[[ Data shown, beginning ]]
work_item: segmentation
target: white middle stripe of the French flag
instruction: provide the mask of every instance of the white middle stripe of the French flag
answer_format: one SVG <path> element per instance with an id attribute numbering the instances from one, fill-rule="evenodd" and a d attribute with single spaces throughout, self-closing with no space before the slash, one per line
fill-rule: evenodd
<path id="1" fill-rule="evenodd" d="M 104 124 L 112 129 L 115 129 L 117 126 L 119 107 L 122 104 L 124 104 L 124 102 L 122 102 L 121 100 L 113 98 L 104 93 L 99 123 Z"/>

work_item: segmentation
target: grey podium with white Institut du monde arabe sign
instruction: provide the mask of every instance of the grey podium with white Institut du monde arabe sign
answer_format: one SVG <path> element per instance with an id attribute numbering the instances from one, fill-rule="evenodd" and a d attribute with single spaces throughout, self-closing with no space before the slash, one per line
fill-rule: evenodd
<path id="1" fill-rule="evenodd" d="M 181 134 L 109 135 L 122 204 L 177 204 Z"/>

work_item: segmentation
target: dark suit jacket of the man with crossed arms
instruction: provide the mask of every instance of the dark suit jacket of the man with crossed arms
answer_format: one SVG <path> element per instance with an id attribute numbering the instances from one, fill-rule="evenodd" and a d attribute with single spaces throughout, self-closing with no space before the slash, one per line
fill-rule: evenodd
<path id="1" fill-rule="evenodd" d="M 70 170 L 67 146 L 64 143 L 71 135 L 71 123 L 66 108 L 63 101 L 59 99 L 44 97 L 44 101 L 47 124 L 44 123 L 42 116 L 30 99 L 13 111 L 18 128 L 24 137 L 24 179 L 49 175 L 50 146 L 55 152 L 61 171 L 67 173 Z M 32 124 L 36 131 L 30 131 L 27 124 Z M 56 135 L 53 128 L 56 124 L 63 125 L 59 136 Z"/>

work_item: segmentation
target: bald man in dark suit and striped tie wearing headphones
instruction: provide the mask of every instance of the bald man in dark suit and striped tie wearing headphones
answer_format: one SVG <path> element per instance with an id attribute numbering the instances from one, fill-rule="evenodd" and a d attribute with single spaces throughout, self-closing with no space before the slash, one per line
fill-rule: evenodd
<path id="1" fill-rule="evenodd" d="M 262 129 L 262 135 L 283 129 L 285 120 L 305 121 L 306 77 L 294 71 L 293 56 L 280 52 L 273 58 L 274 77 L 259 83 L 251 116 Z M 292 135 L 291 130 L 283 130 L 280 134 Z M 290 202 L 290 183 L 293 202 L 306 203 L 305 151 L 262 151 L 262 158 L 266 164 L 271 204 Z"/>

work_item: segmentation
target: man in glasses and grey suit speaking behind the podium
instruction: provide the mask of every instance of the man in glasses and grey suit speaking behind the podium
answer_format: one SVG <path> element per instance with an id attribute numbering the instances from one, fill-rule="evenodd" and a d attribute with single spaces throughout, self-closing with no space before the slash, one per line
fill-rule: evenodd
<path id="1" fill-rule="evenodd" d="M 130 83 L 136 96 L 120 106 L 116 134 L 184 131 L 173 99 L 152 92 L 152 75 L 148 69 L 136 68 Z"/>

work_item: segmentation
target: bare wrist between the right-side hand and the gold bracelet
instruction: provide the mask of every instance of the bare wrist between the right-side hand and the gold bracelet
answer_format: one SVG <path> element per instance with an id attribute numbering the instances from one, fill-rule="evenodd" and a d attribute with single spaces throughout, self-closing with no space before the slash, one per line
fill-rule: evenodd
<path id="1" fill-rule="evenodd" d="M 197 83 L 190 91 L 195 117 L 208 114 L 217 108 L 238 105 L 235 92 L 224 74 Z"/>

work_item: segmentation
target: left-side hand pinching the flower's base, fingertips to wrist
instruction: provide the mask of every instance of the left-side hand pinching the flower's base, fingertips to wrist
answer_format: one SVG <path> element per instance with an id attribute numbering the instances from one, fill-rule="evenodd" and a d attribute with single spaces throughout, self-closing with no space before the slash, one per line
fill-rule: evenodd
[[ Data shown, end ]]
[[ Data shown, beginning ]]
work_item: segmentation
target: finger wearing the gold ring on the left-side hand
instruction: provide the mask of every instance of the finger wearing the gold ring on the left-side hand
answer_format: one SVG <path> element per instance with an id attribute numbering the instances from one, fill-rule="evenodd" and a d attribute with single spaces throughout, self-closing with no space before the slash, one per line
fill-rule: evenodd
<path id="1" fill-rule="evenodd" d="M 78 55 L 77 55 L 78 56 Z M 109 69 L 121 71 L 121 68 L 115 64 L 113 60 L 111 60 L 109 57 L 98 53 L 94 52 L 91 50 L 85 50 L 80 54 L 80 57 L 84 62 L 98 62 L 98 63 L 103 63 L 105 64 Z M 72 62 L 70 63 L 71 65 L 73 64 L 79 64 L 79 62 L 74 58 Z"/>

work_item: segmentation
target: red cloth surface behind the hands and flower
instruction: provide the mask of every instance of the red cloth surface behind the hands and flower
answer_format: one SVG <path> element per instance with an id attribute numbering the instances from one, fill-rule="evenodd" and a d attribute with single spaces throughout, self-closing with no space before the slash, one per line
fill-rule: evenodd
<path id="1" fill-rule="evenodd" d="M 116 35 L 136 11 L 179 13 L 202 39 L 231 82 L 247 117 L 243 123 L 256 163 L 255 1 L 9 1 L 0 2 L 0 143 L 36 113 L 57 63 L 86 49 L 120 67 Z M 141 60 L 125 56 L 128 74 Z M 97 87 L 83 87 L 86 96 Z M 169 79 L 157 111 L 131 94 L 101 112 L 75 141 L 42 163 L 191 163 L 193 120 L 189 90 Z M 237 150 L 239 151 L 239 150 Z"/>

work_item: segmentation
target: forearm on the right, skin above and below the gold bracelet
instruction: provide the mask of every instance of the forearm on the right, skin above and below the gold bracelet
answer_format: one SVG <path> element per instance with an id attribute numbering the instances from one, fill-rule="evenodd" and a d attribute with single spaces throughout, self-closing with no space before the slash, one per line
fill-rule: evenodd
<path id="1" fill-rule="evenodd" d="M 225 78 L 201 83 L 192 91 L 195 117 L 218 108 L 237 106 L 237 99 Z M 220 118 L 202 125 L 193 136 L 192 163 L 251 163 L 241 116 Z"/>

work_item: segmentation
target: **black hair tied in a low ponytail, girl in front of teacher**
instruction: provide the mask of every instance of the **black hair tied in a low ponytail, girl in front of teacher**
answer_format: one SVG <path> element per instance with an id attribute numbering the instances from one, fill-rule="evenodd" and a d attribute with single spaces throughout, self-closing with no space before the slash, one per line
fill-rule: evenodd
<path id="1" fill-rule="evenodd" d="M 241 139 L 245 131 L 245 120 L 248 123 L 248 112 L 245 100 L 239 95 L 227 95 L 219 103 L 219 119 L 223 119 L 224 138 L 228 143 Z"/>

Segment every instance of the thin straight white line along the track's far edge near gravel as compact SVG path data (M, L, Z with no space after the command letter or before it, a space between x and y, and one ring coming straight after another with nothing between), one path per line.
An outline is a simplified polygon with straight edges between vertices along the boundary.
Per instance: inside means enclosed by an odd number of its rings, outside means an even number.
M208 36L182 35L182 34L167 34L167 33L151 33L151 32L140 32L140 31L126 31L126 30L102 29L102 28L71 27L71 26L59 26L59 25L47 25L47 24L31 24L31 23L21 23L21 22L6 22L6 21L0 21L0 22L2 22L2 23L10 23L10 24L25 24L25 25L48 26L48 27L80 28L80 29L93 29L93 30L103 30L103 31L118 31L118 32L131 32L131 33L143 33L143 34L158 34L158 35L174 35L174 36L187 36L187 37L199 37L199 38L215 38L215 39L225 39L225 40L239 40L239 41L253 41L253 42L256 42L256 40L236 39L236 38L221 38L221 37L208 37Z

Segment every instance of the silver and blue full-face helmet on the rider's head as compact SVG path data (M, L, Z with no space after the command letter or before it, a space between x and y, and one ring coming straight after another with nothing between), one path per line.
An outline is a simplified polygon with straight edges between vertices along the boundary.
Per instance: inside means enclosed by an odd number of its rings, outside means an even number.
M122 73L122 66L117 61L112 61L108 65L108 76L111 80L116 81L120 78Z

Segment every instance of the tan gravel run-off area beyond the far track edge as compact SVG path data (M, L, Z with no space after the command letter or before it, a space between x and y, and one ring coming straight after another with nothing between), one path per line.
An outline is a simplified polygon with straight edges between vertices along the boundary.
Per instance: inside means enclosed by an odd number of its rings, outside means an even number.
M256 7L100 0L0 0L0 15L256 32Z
[[ Data shown, end ]]
[[ Data shown, beginning ]]
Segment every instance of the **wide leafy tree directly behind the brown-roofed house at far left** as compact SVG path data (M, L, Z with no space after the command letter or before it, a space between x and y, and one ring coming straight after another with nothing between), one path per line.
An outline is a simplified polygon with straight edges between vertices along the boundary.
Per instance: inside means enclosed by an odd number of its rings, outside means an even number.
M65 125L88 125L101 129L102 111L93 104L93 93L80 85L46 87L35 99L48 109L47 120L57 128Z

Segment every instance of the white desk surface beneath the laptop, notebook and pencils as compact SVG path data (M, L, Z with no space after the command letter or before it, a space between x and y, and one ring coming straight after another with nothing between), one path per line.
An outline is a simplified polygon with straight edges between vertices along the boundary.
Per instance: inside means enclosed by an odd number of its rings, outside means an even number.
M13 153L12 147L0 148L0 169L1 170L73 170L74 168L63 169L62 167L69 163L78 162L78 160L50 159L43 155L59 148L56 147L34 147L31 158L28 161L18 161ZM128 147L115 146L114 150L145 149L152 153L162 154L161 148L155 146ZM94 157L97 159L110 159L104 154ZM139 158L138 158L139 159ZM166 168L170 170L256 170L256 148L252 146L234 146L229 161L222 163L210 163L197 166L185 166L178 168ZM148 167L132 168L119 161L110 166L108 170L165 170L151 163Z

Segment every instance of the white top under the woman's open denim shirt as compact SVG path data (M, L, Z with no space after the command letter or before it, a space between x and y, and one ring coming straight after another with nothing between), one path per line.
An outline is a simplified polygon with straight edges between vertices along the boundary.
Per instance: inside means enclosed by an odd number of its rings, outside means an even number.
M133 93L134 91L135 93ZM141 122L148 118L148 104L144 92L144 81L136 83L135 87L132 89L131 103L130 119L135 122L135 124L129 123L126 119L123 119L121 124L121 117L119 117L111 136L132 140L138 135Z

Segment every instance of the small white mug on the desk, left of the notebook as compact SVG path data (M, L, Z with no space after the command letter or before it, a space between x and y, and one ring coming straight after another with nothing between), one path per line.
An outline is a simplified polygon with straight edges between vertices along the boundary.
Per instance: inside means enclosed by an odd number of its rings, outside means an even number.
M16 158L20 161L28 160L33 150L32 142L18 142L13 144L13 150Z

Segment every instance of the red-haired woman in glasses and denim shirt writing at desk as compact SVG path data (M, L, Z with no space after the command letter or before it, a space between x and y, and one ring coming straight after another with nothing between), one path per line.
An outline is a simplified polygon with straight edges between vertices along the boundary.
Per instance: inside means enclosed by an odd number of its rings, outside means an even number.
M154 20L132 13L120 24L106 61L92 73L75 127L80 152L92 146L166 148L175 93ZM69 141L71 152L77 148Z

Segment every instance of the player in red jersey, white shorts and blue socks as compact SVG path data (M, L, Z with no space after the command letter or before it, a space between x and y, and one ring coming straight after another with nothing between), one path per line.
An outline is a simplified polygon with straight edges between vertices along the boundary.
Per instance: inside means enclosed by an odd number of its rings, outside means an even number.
[[ Data shown, end ]]
• [Problem description]:
Every line from the data above that contains "arabe" must appear in the answer.

• [Written response]:
target: grey podium with white Institut du monde arabe sign
instruction: provide the mask of every instance of the grey podium with white Institut du monde arabe sign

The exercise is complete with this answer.